Work instruction
Tally the lines in the listing below that contain "instance" and report the tally alone.

Data for analysis

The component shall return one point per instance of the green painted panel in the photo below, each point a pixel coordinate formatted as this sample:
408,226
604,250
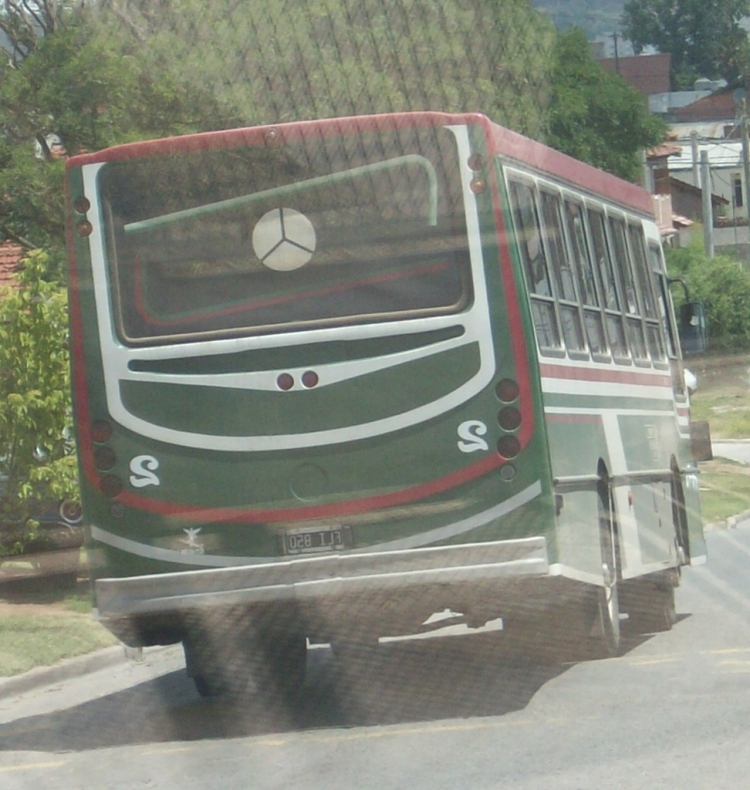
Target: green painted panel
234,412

==

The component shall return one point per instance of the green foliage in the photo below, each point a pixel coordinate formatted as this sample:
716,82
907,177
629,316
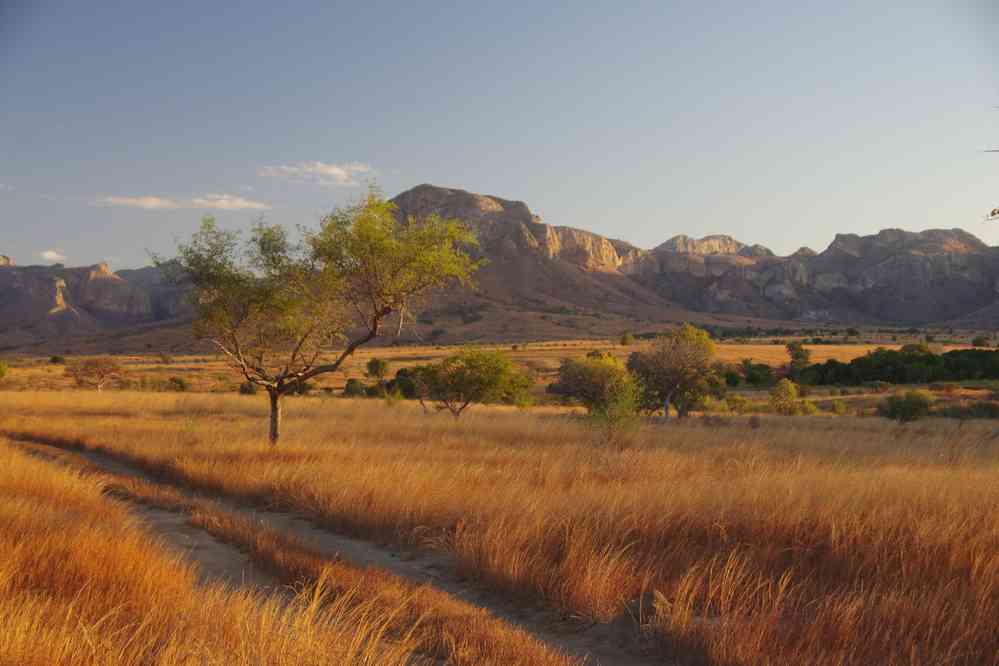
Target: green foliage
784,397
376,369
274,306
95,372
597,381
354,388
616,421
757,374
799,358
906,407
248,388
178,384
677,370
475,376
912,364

Solution for this task
2